Given exercise:
Under this task are some entries; return every one of them exactly.

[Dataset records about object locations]
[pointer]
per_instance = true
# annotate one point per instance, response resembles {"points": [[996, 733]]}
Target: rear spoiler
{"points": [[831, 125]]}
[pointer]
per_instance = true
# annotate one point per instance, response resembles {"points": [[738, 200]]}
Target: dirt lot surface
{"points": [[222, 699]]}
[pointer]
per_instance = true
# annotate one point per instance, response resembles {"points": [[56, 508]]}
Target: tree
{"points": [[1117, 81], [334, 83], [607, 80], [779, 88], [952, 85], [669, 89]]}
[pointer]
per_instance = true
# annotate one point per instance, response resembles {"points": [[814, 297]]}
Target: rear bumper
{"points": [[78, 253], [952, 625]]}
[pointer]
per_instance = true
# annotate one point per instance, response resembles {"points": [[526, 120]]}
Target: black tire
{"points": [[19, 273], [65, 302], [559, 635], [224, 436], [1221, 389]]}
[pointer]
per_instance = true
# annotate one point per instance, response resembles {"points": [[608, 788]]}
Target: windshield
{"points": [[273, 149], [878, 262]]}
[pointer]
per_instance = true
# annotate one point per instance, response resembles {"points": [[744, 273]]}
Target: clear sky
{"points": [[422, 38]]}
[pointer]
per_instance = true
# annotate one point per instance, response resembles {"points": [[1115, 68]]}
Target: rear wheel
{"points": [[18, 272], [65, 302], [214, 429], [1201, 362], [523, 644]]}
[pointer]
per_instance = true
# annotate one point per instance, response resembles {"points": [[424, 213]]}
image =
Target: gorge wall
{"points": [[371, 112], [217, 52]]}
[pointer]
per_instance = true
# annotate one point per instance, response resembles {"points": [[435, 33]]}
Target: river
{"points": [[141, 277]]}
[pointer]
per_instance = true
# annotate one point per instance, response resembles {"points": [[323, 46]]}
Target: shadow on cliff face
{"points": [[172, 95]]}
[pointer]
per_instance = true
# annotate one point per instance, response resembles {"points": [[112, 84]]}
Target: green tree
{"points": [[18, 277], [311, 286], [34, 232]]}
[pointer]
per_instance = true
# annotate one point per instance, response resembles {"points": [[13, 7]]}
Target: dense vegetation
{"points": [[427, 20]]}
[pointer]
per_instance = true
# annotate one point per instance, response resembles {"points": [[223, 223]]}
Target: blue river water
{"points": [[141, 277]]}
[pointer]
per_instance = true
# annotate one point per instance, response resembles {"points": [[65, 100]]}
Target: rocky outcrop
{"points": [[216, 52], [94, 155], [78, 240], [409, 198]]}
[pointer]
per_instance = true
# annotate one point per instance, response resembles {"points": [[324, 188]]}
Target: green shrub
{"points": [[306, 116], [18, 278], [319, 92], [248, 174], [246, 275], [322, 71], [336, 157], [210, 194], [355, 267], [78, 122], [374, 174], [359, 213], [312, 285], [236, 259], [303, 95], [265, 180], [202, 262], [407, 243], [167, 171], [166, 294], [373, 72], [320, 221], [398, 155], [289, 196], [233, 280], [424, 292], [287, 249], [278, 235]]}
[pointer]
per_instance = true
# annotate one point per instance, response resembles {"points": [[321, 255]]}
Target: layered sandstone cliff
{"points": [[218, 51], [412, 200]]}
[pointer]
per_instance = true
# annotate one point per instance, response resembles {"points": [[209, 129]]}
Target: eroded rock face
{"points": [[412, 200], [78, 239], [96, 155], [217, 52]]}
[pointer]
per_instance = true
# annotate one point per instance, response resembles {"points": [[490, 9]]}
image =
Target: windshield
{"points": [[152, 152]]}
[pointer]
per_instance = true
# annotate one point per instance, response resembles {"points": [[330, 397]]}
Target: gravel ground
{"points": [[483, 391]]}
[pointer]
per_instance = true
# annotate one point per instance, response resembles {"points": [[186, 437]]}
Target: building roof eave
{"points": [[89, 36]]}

Solution to this problem:
[pointer]
per_instance = true
# annotate one point per instance, response resembles {"points": [[996, 733]]}
Target: rear spoiler
{"points": [[831, 125]]}
[pointer]
per_instance = true
# annotate one point per instance, response resembles {"points": [[738, 200]]}
Target: dirt lot surface
{"points": [[222, 699]]}
[pointer]
per_instance = true
# annotate one point per instance, response resembles {"points": [[56, 508]]}
Target: tree
{"points": [[1117, 81], [334, 83], [607, 80], [779, 88], [952, 85], [669, 89]]}
[pointer]
per_instance = true
# annotate one point per instance, response resembles {"points": [[814, 297]]}
Target: rear bumper
{"points": [[78, 253], [952, 625]]}
[pointer]
per_instance = true
# annotate one point per instance, response resembles {"points": [[526, 120]]}
Target: black tire
{"points": [[19, 273], [65, 302], [559, 635], [224, 436], [1221, 389]]}
[pointer]
per_instance = true
# annotate one point per instance, response resembles {"points": [[608, 788]]}
Target: windshield
{"points": [[273, 149], [878, 262]]}
[pointer]
per_instance = true
# annotate one point per instance, response resembles {"points": [[744, 273]]}
Target: clear sky
{"points": [[422, 38]]}
[pointer]
per_instance = true
# annotate one point per instance, response resembles {"points": [[1115, 68]]}
Target: rear wheel
{"points": [[18, 272], [65, 302], [214, 429], [1201, 362], [523, 644]]}
[pointer]
per_instance = true
# annotate one point per instance, response resembles {"points": [[424, 213]]}
image =
Target: gorge wall
{"points": [[371, 112], [217, 52]]}
[pointer]
per_instance = true
# annotate one point per instance, response resembles {"points": [[435, 33]]}
Target: river
{"points": [[141, 277]]}
[pointer]
per_instance = true
# annotate one point per instance, response resembles {"points": [[323, 46]]}
Target: shadow on cliff face
{"points": [[172, 95]]}
[pointer]
per_instance = true
# annotate one point per instance, response resembles {"points": [[112, 84]]}
Target: green tree
{"points": [[18, 277], [311, 286], [34, 232]]}
[pointer]
per_instance = true
# annotate one point per instance, response resembles {"points": [[13, 7]]}
Target: dense vegetation
{"points": [[427, 20]]}
[pointer]
per_instance = true
# annotate one point per instance, response resembles {"points": [[223, 223]]}
Target: blue river water
{"points": [[141, 277]]}
[pointer]
per_instance = true
# annotate one point per instance, response resembles {"points": [[65, 100]]}
Target: rocky outcrop
{"points": [[216, 52], [94, 155], [78, 240], [409, 198]]}
[pointer]
per_instance = true
# annotate one point per instance, response resembles {"points": [[324, 188]]}
Target: green shrub
{"points": [[306, 116], [18, 278], [319, 92], [248, 174], [246, 275], [322, 71], [336, 157], [210, 194], [355, 267], [78, 122], [374, 174], [359, 213], [312, 285], [236, 259], [303, 95], [265, 180], [202, 262], [407, 243], [167, 171], [166, 294], [373, 72], [320, 221], [398, 155], [289, 196], [233, 280], [424, 292], [287, 249], [278, 235]]}
[pointer]
per_instance = true
# annotate one point per instance, response resembles {"points": [[321, 255]]}
Target: layered sandstone cliff
{"points": [[218, 51], [412, 200]]}
[pointer]
per_instance = true
# annotate one point per instance, response resembles {"points": [[209, 129]]}
Target: eroded rock face
{"points": [[412, 200], [78, 239], [96, 155], [217, 52]]}
[pointer]
per_instance = true
# annotate one point per instance, response resembles {"points": [[490, 9]]}
image =
Target: windshield
{"points": [[152, 152]]}
[pointer]
per_instance = true
# annotate one point per instance, response resembles {"points": [[330, 397]]}
Target: gravel ground
{"points": [[483, 391]]}
[pointer]
per_instance = true
# annotate one point per instance, response resembles {"points": [[186, 437]]}
Target: building roof eave
{"points": [[89, 36]]}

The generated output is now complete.